"""

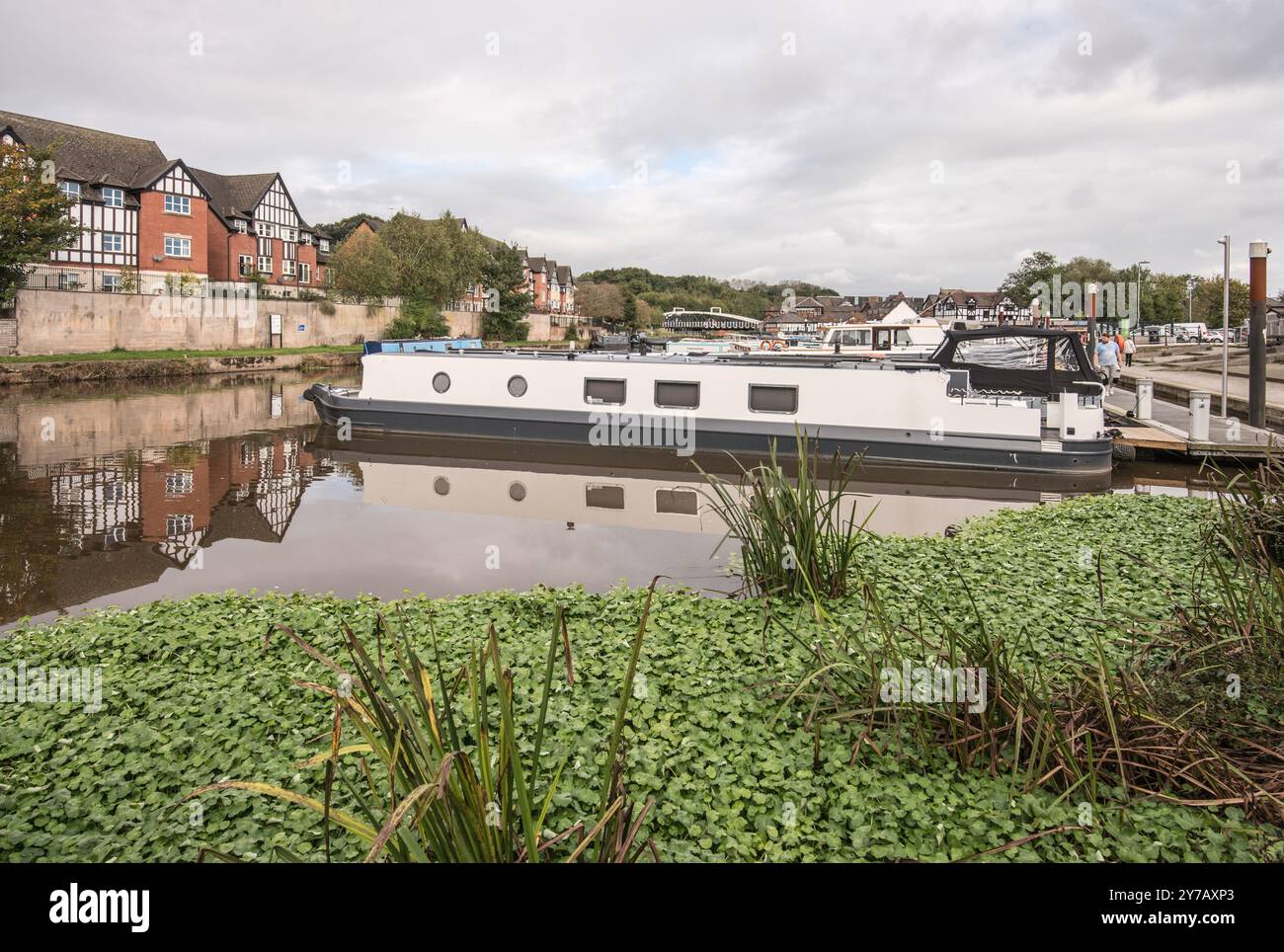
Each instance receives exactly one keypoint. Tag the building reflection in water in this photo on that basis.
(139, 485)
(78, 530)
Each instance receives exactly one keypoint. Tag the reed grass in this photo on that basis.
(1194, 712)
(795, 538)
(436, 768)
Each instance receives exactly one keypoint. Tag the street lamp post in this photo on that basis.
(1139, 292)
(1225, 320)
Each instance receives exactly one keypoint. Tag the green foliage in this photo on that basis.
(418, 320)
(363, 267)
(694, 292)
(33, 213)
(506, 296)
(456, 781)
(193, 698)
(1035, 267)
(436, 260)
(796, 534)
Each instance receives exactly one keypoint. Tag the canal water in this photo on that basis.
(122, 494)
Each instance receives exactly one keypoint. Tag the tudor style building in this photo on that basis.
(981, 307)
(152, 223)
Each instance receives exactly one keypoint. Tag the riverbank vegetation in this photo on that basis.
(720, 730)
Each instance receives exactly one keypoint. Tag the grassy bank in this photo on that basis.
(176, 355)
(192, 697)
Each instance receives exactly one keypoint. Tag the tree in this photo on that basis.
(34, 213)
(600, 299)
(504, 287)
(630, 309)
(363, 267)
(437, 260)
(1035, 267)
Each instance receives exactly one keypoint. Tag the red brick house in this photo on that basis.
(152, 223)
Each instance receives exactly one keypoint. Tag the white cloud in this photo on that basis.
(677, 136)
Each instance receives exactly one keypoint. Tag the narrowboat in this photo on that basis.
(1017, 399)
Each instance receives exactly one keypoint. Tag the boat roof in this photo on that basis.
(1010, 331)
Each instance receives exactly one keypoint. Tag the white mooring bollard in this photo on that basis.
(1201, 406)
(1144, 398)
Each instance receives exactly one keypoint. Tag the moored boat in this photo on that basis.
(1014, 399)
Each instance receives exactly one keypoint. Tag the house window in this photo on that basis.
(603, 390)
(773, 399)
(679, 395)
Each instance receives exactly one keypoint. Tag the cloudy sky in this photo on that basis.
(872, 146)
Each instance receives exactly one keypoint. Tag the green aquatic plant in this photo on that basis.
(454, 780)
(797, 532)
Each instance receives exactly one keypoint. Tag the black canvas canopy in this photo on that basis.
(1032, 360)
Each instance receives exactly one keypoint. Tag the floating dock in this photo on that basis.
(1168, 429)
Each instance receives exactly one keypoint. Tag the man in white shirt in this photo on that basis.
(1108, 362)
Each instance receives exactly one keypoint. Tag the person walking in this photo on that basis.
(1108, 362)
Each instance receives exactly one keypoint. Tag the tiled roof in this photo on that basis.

"""

**WHAT IS EXPECTED**
A word-for-word transcript of the entries above is needed, with pictures removed.

**EXPECTED ANSWER**
Each instance receives exactly one keypoint. Tag the building reflection in water in this photo on that basis.
(139, 485)
(78, 530)
Each instance receives exactly one keypoint. Tag the reed grass in this photo on that basis.
(1194, 712)
(795, 538)
(436, 768)
Each instance receives exactly one keypoint. Tag the street lamp post in this photo on that basis.
(1139, 292)
(1225, 320)
Each instance receives exactly one keypoint. Tag the green foliage in this photo on that basis.
(418, 320)
(363, 267)
(694, 292)
(33, 213)
(506, 296)
(456, 781)
(193, 698)
(1035, 267)
(436, 260)
(796, 534)
Each instance receives exactly one keypoint. Tag the canal water in this photo on that basis.
(122, 494)
Each instance receives exactly one keypoint. Tag the tudor style building in this photo on that basis.
(981, 307)
(152, 223)
Each instance receives exactly one keypoint. Tag the riverbank vegetation in this photo on that basis.
(720, 730)
Each instance receives exactly one keypoint. Tag the grassy bank in this photo on that basis.
(176, 355)
(192, 697)
Each instance receives exactly one keypoint. Tag the tree in this photo on that basis.
(34, 213)
(600, 299)
(504, 287)
(630, 309)
(363, 267)
(437, 260)
(1035, 267)
Each instance receives exactly one keypoint. Tag the red brick house in this photo on that basis.
(152, 223)
Each instance receives exactly one keypoint. Tag the white cloud in this photo on that basis.
(677, 136)
Each instance receives exactly one keypoint. Tag the narrowboat in this photo on that basis.
(1017, 399)
Each instance receives exactly one keypoint. Tag the boat roof in this photo on that basis.
(1010, 331)
Each instance receives exactly one keypoint. Tag the white mooring bollard in this photo on that basis.
(1201, 406)
(1144, 398)
Each instance receives exactly one keypoint. Tag the moored boat in this photo on that basis.
(1014, 399)
Each instance receives exactly one keypoint. Tag the house window in this photo on that basis.
(603, 390)
(773, 399)
(679, 395)
Each instance receives exactly one keypoint. Tag the cloudy sky in this photo on that basis.
(872, 146)
Each instance receives exactly one keypoint. Tag the green aquatic plant in this photo on that basis.
(454, 780)
(797, 532)
Each instance receives exactly one keypoint. Tag the black canvas canopy in this photo on that basis.
(1032, 360)
Each instance receives exactly one keypoint. Tag the floating dock in this photo on that basis.
(1168, 429)
Each instance receives exactly one keypoint. Tag the man in white shirt in this photo on that basis.
(1108, 362)
Each instance receives exactly one keypoint. Tag the person walking in this photo on that basis.
(1108, 362)
Each instance receives exactly one keypoint. Tag the tiled roof in this photo on that basis.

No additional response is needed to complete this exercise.